• [Written problem]: Count the lines in the records below that contain the string "hair", treating uppercase and lowercase letters as distinct. Reply with the number alone.

- - - -

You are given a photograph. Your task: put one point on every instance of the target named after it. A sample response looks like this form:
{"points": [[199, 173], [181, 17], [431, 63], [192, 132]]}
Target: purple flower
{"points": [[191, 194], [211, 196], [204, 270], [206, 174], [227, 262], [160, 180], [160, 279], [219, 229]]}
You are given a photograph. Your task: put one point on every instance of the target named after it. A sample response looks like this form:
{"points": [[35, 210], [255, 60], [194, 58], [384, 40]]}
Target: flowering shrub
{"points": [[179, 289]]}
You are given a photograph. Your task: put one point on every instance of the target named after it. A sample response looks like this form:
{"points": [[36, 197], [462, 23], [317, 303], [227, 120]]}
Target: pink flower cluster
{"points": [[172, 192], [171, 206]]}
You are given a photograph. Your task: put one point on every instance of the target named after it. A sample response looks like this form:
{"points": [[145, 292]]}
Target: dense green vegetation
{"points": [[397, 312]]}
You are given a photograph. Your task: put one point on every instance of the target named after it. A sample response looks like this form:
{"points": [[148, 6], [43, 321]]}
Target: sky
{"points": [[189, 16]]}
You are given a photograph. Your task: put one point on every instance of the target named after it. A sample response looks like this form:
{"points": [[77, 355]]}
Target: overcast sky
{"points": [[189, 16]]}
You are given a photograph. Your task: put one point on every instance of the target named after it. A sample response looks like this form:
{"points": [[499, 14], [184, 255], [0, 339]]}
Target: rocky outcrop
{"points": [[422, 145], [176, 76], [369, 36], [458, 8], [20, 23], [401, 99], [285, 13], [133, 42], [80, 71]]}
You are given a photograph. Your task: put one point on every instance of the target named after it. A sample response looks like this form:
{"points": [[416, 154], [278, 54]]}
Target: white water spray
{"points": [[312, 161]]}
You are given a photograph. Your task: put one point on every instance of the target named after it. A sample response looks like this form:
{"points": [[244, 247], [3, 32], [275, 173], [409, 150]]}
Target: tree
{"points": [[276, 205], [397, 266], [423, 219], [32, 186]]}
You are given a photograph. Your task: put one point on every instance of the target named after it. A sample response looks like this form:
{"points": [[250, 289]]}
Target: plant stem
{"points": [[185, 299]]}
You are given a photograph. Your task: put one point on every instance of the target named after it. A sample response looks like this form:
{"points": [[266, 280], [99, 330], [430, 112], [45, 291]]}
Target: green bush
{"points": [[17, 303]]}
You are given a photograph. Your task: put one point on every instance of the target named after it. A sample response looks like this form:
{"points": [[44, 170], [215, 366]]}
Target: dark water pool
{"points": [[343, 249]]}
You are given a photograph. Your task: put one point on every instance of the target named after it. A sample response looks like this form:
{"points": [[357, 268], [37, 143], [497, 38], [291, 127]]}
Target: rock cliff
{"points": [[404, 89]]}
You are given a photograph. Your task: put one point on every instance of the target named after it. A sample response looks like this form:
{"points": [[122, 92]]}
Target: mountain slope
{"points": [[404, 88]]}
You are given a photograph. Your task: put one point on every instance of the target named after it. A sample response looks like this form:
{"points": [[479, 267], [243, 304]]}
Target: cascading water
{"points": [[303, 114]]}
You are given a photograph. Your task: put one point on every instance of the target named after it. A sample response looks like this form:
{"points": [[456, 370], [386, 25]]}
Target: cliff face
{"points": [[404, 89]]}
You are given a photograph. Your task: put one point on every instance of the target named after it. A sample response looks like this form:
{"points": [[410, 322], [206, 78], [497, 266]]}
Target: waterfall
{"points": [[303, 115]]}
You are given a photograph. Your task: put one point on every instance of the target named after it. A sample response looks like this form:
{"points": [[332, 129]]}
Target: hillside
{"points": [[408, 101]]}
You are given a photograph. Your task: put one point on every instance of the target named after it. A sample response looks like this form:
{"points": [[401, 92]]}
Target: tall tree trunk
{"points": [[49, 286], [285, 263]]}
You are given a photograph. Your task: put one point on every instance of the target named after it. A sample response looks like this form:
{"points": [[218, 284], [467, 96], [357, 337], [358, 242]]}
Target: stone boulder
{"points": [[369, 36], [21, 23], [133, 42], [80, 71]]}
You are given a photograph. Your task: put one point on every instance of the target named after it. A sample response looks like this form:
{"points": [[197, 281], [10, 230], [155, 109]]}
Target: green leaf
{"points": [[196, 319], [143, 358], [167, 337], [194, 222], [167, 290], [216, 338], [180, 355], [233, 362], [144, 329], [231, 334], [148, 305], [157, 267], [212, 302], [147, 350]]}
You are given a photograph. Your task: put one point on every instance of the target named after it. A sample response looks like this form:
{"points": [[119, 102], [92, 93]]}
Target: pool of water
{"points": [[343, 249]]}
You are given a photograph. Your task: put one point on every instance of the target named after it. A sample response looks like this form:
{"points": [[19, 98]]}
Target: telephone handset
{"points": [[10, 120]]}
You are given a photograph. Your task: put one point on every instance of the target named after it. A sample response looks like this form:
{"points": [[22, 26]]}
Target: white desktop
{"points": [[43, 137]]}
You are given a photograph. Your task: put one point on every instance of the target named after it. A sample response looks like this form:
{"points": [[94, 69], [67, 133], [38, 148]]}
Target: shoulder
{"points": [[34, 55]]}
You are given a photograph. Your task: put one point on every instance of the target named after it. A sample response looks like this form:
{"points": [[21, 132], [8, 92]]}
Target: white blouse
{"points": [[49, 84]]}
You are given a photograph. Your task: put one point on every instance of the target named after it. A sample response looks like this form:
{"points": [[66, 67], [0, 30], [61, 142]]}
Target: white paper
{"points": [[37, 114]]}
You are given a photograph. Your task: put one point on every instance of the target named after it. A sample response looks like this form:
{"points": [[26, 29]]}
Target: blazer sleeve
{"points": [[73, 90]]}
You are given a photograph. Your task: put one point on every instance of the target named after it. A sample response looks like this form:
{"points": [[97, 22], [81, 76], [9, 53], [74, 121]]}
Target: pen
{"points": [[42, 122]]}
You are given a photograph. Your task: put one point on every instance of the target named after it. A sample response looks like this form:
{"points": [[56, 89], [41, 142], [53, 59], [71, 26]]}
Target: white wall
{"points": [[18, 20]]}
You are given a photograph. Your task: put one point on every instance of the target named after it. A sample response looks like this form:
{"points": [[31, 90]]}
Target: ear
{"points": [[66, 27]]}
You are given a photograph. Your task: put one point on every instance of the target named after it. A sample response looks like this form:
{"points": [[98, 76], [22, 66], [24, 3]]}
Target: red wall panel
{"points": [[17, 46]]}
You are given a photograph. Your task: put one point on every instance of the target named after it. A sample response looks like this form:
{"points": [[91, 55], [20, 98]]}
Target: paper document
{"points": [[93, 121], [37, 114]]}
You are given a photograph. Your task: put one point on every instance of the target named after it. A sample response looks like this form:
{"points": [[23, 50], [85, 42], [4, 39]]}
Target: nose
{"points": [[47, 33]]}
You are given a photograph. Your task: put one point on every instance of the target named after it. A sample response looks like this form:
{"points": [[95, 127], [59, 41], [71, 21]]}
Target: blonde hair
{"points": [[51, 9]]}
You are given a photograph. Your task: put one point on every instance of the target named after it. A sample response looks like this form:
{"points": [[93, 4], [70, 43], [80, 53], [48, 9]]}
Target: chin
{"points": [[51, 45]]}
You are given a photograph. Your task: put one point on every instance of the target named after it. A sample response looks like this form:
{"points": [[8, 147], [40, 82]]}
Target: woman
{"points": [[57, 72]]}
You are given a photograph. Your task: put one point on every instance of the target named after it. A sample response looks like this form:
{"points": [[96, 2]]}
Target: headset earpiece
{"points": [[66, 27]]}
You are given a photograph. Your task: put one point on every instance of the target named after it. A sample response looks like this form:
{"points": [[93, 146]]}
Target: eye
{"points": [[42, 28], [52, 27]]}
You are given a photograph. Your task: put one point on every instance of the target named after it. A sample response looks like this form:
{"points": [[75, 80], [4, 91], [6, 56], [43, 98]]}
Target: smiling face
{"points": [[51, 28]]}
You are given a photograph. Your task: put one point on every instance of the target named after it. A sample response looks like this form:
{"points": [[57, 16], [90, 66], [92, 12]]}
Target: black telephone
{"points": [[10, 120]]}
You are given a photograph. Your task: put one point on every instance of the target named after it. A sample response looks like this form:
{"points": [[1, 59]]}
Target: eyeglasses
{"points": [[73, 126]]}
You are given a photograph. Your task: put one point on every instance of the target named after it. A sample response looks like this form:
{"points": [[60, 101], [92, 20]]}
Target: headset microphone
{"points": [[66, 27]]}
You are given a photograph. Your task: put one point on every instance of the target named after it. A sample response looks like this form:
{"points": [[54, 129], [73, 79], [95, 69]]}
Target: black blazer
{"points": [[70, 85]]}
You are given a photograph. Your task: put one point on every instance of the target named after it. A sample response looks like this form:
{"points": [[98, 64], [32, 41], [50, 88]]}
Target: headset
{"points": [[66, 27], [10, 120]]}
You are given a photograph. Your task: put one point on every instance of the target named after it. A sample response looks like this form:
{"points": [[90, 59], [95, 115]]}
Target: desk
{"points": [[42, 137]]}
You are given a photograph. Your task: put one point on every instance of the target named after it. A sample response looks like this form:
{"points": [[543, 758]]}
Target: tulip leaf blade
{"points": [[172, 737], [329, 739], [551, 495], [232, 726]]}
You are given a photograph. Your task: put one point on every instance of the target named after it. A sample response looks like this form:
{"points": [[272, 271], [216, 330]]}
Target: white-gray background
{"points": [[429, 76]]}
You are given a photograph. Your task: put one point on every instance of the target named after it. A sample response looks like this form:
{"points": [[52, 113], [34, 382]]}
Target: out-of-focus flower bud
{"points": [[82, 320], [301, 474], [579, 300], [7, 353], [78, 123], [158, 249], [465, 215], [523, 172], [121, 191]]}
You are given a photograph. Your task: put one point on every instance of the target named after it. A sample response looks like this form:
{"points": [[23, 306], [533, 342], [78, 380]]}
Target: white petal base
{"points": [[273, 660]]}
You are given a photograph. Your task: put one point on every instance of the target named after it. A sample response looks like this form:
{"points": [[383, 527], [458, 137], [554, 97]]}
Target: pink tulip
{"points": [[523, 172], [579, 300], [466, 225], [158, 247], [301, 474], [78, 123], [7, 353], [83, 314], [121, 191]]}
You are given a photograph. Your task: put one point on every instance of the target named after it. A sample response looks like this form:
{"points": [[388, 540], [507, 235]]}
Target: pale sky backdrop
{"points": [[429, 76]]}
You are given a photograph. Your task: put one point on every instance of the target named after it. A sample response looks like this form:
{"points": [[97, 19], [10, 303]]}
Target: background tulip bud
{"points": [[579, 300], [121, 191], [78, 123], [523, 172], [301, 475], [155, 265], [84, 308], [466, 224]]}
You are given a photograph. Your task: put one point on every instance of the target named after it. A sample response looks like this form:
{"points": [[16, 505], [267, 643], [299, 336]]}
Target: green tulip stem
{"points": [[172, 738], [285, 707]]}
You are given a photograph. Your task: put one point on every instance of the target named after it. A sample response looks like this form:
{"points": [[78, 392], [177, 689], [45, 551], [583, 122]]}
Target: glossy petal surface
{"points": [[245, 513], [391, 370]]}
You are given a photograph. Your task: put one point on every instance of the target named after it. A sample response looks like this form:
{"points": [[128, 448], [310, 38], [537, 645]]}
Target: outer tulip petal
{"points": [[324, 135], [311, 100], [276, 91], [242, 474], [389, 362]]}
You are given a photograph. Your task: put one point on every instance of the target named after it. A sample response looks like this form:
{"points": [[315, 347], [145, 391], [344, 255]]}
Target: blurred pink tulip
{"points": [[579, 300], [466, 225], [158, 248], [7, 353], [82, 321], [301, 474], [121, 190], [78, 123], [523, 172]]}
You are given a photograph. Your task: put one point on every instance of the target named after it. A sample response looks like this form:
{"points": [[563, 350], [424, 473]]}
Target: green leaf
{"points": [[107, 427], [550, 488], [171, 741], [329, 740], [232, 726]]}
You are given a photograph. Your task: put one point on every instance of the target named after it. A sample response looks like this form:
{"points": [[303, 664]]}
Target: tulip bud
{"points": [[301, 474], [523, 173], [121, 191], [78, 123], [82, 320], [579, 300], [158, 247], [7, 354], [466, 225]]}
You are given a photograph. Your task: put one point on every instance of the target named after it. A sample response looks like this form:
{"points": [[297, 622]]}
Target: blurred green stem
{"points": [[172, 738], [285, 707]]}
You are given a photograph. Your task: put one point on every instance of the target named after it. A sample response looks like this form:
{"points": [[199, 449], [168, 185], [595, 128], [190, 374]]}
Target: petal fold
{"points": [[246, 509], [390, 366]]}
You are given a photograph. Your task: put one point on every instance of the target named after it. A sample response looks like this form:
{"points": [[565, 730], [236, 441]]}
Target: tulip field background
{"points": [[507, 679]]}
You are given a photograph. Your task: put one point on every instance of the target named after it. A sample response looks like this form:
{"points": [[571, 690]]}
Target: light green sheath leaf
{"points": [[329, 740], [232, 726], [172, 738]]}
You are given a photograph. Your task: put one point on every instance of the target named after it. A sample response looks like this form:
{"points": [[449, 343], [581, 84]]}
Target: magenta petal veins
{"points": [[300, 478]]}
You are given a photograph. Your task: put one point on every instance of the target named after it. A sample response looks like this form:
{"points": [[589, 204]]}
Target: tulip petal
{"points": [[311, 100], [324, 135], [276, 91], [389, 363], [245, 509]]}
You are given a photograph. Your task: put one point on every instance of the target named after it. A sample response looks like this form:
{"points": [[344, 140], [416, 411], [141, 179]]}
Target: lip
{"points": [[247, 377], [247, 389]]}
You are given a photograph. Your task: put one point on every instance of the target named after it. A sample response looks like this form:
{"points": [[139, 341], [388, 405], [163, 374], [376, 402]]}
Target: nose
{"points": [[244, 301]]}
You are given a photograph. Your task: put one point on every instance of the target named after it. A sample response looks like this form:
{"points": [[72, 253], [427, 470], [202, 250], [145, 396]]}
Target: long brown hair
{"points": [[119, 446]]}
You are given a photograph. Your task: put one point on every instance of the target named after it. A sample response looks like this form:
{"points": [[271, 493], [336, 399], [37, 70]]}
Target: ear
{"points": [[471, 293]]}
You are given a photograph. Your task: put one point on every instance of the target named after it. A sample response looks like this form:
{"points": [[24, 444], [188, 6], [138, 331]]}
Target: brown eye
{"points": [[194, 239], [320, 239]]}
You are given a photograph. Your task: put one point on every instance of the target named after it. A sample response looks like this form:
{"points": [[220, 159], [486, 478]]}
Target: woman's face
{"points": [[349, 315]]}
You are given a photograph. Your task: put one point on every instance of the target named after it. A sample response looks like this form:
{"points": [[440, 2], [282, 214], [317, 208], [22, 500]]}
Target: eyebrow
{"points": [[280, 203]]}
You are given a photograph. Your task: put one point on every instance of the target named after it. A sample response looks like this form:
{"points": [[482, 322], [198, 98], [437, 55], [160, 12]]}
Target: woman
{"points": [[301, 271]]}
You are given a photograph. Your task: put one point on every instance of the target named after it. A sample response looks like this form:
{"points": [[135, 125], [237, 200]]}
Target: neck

- - - -

• [Exercise result]: 2